From the material below, pull out every line that contains the string "sign" and list those lines.

(Point placement records)
━━━━━━━━━━━━━━━━

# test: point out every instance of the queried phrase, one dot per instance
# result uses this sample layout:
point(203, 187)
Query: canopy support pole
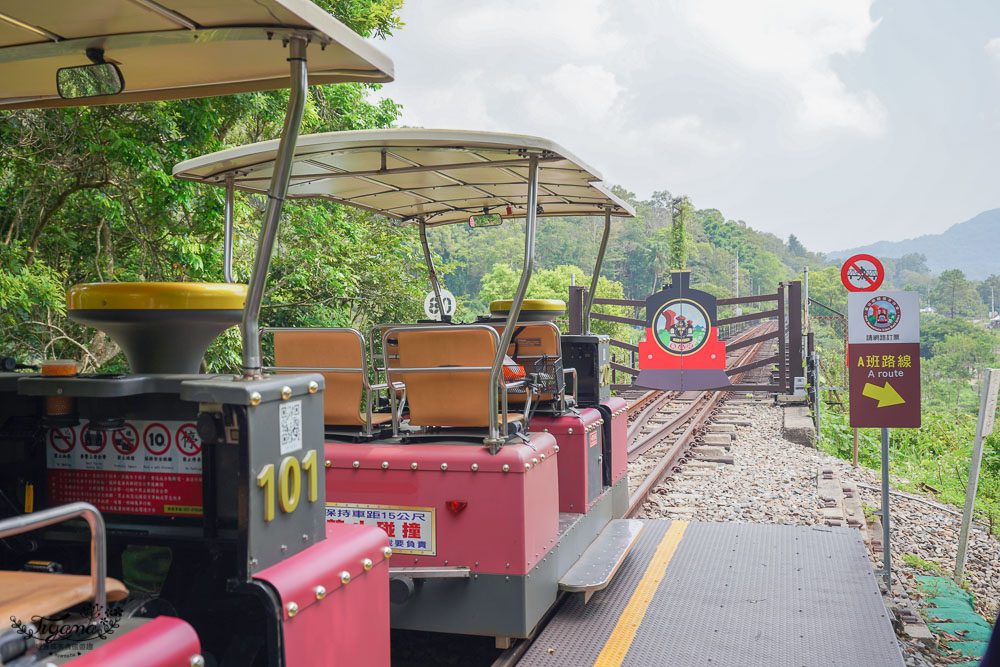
point(227, 266)
point(494, 441)
point(589, 302)
point(272, 214)
point(435, 285)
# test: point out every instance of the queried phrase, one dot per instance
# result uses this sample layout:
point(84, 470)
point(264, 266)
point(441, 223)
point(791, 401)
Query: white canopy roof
point(443, 176)
point(173, 49)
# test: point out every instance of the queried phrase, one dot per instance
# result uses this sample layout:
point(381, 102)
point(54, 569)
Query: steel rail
point(680, 445)
point(635, 428)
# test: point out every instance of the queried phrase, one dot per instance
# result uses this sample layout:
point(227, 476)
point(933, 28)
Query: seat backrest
point(443, 398)
point(324, 348)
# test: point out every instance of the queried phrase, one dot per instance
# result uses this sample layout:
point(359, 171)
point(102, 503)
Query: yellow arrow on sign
point(885, 396)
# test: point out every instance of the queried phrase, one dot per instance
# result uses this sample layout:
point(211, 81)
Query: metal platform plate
point(719, 594)
point(599, 563)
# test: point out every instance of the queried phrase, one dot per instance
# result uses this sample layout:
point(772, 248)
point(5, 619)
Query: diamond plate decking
point(736, 594)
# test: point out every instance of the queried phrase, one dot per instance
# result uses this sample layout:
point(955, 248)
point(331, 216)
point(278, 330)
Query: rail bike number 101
point(289, 483)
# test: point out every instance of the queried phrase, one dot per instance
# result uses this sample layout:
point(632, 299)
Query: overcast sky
point(841, 121)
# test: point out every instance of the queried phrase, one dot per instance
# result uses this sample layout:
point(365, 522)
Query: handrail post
point(227, 241)
point(575, 309)
point(782, 333)
point(588, 304)
point(435, 285)
point(493, 440)
point(275, 199)
point(794, 331)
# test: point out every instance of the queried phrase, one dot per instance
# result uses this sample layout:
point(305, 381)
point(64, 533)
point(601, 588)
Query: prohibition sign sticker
point(156, 439)
point(93, 449)
point(187, 440)
point(862, 273)
point(125, 439)
point(62, 439)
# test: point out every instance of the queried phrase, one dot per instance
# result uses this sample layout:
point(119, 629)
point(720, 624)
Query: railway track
point(663, 424)
point(676, 418)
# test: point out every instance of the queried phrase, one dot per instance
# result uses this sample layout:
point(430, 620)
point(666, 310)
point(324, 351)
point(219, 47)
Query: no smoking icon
point(62, 439)
point(187, 440)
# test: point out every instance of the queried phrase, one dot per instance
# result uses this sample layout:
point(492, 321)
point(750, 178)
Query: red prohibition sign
point(856, 273)
point(187, 440)
point(156, 439)
point(62, 439)
point(93, 450)
point(125, 439)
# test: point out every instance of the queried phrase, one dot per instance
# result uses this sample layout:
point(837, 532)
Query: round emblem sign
point(681, 326)
point(882, 314)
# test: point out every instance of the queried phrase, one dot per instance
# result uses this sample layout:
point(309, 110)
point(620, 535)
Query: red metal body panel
point(350, 624)
point(571, 432)
point(619, 437)
point(163, 642)
point(510, 522)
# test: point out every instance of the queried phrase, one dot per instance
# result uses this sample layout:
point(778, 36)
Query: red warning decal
point(156, 439)
point(93, 449)
point(62, 439)
point(125, 439)
point(187, 440)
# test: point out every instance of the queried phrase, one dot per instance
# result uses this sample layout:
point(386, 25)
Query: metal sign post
point(884, 369)
point(984, 426)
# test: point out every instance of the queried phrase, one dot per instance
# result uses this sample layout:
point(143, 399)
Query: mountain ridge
point(972, 246)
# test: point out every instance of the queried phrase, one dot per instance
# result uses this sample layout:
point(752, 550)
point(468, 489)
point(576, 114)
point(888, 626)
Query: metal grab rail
point(98, 546)
point(492, 395)
point(362, 370)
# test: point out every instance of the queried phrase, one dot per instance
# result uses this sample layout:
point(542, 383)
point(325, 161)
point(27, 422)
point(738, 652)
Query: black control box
point(590, 355)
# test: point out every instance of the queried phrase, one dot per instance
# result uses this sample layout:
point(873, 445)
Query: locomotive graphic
point(681, 350)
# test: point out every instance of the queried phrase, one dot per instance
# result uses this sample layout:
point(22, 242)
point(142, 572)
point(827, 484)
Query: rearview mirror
point(485, 220)
point(89, 81)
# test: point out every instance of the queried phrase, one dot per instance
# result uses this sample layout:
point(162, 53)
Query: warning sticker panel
point(411, 530)
point(144, 467)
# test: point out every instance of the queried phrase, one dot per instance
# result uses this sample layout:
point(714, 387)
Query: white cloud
point(993, 47)
point(795, 42)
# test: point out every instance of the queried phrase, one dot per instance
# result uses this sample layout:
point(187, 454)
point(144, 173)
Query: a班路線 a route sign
point(884, 359)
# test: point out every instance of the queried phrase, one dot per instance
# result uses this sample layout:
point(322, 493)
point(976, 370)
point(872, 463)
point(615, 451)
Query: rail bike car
point(497, 466)
point(163, 517)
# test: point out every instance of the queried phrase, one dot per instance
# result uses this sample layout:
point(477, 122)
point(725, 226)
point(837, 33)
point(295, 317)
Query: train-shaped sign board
point(682, 350)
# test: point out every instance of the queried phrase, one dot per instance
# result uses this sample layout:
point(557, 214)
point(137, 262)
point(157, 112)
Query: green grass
point(932, 459)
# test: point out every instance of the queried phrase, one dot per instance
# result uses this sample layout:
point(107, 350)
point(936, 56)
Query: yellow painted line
point(628, 623)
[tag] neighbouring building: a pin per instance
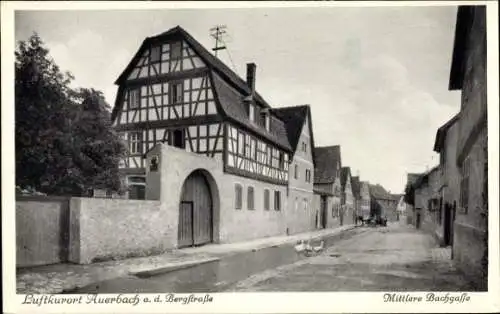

━━━━━━━━━━━━━━━━

### Final answer
Query: yellow arrow on sign
Query: prohibition sign sticker
Query: red prohibition sign
Query: round emblem sign
Query: metal sign post
Query: a班路線 a route sign
Query: train-shaped sign board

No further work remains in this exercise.